▶ **TRECHO DA PÁGINA**:
※ ※ ※

DO G1 PA
O cineasta Fernando Meirelles, internacionalmente reconhecido por trabalhos como “Cidade de Deus” e “Ensaio sobre a cegueira”, não gosta de ópera. Desconhece a produção de grandes mestres do gênero, e só assistiu a algumas montagens na vida. Diante da confessa falta de afinidade com o assunto, ele diz que ter sido convidado para dirigir uma das obras que integram o Festival de Ópera do Theatro da Paz, em Belém, tornou-se um desafio inédito. “Um convite feito por engano para alguém que aceitou por irresponsabilidade”, brinca.
O convite a Fernando Meirelles ocorreu por meio de Mauro Wrona, diretor artístico do Festival, após sugestão de Paulo Chaves, secretário de Cultura do Pará, que não divulgou o cachê do cineasta. Meirelles será o diretor cênico do espetáculo “Pescadores de Pérolas”, de Georges Bizet. “Não conhecia a obra e, para ser honesto, sequer sabia que esta peça existia”, revela o diretor.
A montagem marca a estreia do cineasta na direção operística e é uma das atrações mais aguardadas do Festival, que chega à sua 14ª edição. “Pescadores de Pérolas” será transmitido ao vivo em cinemas de várias cidades do Brasil, e irá se tornar documentário, já encomendado por um canal de televisão por assinatura. A opulência do projeto não passa despercebida por Meirelles que, apesar de ter alcançado grandes feitos, como ser indicado ao Oscar de melhor diretor, não esconde o nervosismo. “Se der errado, muita gente vai poder ver o erro. Estou com medo? Sim. Mas viver é muito perigoso e eu já sabia disso”.
Confira a seguir, na íntegra, a entrevista exclusiva concedida por Fernando Meirelles ao G1.
Como ocorreu o convite para participar do Festival? O que o motivou a aceitar o desafio?

※ ※ ※

▶ **TAREFA A CUMPRIR**:
Dê sequência à reportagem sobre a estreia de Fernando Meirelles na direção de ópera, começando logo após a última frase apresentada.

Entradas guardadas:

※ ※ ※

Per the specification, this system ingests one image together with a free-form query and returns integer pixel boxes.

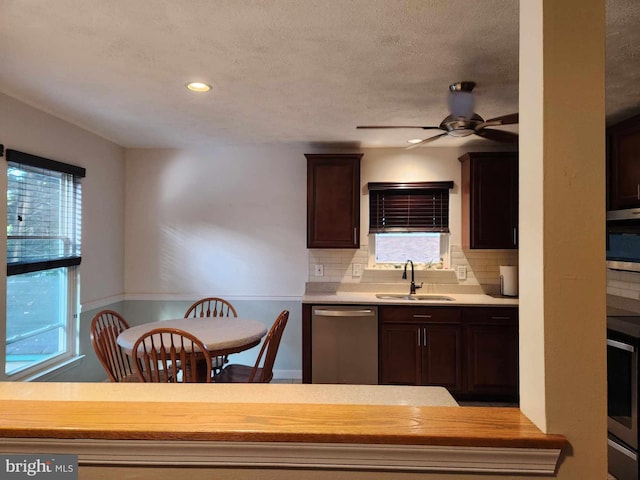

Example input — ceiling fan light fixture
[186,82,211,93]
[447,128,476,137]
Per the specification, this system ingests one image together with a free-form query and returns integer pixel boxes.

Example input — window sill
[7,355,85,382]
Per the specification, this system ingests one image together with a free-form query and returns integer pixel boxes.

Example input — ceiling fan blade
[405,132,447,150]
[475,128,518,143]
[482,113,518,127]
[356,125,440,130]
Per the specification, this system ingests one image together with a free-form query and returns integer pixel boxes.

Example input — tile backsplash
[308,245,518,293]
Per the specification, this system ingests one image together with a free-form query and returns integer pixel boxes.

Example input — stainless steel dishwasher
[311,305,378,385]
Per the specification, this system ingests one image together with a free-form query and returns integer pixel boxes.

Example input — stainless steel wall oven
[607,316,640,480]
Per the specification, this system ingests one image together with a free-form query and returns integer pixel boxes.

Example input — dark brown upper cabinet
[305,153,362,248]
[459,152,518,249]
[607,115,640,210]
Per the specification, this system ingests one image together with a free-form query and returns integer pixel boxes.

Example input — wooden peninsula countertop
[0,382,568,478]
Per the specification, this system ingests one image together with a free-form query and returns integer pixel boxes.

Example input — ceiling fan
[356,82,518,148]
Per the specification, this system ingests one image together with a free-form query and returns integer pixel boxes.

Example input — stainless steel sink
[376,293,455,302]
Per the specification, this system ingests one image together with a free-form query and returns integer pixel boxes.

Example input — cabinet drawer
[462,307,518,325]
[378,305,461,323]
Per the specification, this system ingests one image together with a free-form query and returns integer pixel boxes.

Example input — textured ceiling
[0,0,640,148]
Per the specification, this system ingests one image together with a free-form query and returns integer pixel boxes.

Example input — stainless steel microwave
[606,208,640,272]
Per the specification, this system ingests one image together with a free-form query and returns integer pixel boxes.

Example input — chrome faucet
[402,260,424,295]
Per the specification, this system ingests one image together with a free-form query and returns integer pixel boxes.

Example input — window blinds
[7,150,86,275]
[368,182,453,233]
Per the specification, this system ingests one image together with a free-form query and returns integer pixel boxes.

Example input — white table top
[118,317,267,352]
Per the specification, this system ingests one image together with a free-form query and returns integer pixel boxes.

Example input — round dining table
[117,317,267,380]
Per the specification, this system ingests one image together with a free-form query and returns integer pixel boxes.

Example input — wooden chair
[91,310,141,382]
[184,297,238,373]
[213,310,289,383]
[131,328,211,383]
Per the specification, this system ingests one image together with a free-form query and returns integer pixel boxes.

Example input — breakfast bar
[0,382,568,479]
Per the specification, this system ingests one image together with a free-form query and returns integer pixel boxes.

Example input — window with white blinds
[368,182,453,233]
[7,150,85,275]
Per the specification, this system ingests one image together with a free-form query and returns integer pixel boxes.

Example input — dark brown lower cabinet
[378,306,519,401]
[462,308,519,400]
[379,307,462,393]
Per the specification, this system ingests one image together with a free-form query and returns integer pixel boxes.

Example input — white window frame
[0,150,84,380]
[368,232,451,270]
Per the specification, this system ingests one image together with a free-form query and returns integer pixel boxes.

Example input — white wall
[125,147,307,299]
[0,94,125,312]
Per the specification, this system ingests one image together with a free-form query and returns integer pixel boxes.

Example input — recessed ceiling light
[187,82,211,92]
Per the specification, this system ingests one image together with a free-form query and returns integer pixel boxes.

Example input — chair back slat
[184,297,238,318]
[91,310,136,382]
[131,328,211,383]
[249,310,289,383]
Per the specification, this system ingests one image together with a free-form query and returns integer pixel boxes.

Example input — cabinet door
[379,323,422,385]
[463,308,519,399]
[608,116,640,210]
[305,154,362,248]
[420,324,462,393]
[460,152,518,249]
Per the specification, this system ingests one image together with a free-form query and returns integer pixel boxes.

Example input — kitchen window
[368,182,453,268]
[4,150,85,378]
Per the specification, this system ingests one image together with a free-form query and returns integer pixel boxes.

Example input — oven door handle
[607,338,636,353]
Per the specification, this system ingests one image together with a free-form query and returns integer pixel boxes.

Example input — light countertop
[0,382,458,407]
[0,382,568,479]
[302,291,518,307]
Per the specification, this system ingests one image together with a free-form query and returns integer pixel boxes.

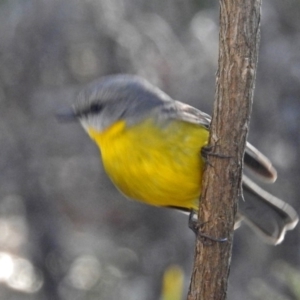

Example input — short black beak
[56,107,77,122]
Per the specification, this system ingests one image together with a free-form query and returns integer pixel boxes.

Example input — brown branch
[188,0,261,300]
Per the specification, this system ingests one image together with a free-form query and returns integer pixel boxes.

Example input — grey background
[0,0,300,300]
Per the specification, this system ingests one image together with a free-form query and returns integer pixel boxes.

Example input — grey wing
[161,101,211,128]
[161,101,277,182]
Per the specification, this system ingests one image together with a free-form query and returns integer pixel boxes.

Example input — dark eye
[90,103,103,114]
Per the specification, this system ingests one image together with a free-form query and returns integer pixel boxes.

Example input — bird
[59,74,298,245]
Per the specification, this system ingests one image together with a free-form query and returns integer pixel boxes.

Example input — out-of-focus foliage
[161,265,184,300]
[0,0,300,300]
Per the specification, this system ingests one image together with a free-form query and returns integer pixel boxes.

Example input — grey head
[73,75,175,131]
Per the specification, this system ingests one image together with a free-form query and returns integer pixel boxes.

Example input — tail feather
[238,175,299,245]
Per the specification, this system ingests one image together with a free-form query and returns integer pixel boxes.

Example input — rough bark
[187,0,261,300]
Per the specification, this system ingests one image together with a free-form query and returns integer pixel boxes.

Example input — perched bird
[58,75,298,244]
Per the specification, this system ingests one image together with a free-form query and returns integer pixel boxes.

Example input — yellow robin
[58,75,298,244]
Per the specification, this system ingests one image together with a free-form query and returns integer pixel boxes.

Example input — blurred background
[0,0,300,300]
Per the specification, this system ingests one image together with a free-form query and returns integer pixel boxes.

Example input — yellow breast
[89,119,208,209]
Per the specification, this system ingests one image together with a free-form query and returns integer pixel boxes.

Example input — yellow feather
[88,118,209,209]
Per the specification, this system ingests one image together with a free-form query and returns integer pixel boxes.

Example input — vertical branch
[188,0,261,300]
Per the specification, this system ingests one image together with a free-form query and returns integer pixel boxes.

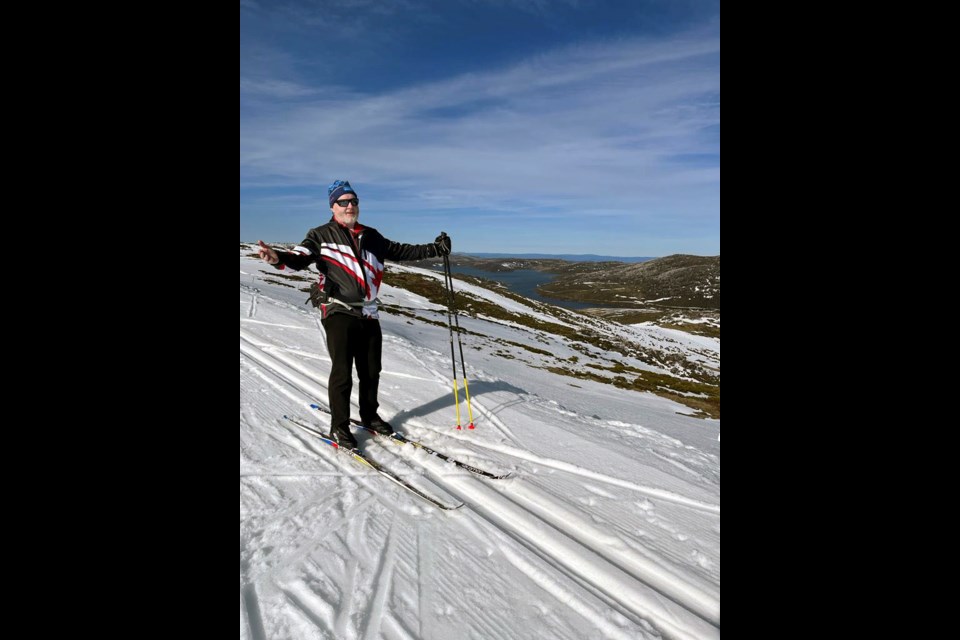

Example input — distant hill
[464,253,653,263]
[539,254,720,310]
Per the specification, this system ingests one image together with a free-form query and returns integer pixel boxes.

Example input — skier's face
[330,193,360,229]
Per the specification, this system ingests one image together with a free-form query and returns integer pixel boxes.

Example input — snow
[240,246,720,640]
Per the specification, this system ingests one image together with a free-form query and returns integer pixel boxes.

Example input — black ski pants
[321,313,383,433]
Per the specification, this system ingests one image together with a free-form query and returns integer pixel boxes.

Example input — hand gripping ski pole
[440,231,476,431]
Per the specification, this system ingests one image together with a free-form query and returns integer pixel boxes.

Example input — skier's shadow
[390,380,527,428]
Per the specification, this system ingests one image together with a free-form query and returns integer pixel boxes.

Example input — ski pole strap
[330,298,381,309]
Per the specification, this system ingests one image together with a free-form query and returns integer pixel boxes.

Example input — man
[257,180,451,449]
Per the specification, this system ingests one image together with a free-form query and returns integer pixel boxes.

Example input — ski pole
[440,239,476,430]
[440,240,463,431]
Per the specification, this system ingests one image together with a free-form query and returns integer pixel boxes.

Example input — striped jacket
[274,218,437,319]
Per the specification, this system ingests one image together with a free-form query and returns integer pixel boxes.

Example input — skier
[257,180,451,449]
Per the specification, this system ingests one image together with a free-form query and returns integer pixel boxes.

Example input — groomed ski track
[240,264,720,639]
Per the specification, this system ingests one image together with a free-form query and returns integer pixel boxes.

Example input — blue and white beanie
[327,180,357,207]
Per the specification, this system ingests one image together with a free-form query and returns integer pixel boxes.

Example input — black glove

※ ※ ※

▶ **RESULTADO DA TAREFA**:
O convite foi feito através do Mauro Wrona, diretor do Festival de Óperas do Theatro da Paz, por sugestão do Paulo Chaves, secretário de Cultura do Pará. Eu cheguei a tocar (pessimamente) violino, e participei certa vez da montagem de uma opereta bufa na FAU, escola de arquitetura onde estudei. Eu fazia parte do pequeno conjunto de câmara e o Mauro Wrona era o tenor. Por ter me conhecido com um violino e um arco na mão, desde então o Mauro viveu a ilusão de que eu entendia alguma coisa de ópera ou mesmo de música, e me convidou inadvertidamente. Um convite feito por engano para alguém que aceitou por irresponsabilidade. A peça promete.
Já conhece Belém? E o Theatro da Paz, onde será encenada a ópera?
Já fui para Belém duas vezes. A ópera acontece no Theatro da Paz que sofreu uma reforma e está lindo. É um teatro maior e mais antigo que o de Manaus, além de igualmente bonito, mas, por alguma razão, só não é igualmente famoso. Dia 16 de agosto vou de vez para começar os ensaios. Será ótimo poder passar um mês no Norte.
Fernando é entusiasta do gênero operístico?
Esta é a ironia. Nunca gostei de óperas. Conheço algumas árias famosas, mas só assisti a cinco montagens na vida.
Você tem compositores preferidos?
Do pouco que conheço, Bizet é o favorito. “Carmen” merece a fama que tem, mas a música do “Pescadores” é igualmente linda. Gosto também do Phillip Glass, e se ópera rock vale para a sua pergunta, eu incluiria Joe’s Garage, do Frank Zappa.
Já conhecia a ópera de Bizet a qual foi convidado a dirigir cenicamente? Considera de difícil ou fácil execução?
Não conhecia e, para ser honesto, sequer sabia que esta peça existia. O que li a respeito e é comentário geral, é que o libreto de “Pescadores” que entregaram ao Bizet é muito fraco, uma historinha de amor banal que ele conseguiu salvar com sua extraordinária música, fazendo a peça entrar no repertório dos teatros e ser montada regularmente pelo mundo. De fato, é bonita.
Sendo a sua estreia em uma montagem dessa natureza, que elementos extraídos do cinema – seu ‘habitat’ natural – você acredita que possam colaborar para o resultado que o público espera ver em “Os Pescadores de Pérolas”?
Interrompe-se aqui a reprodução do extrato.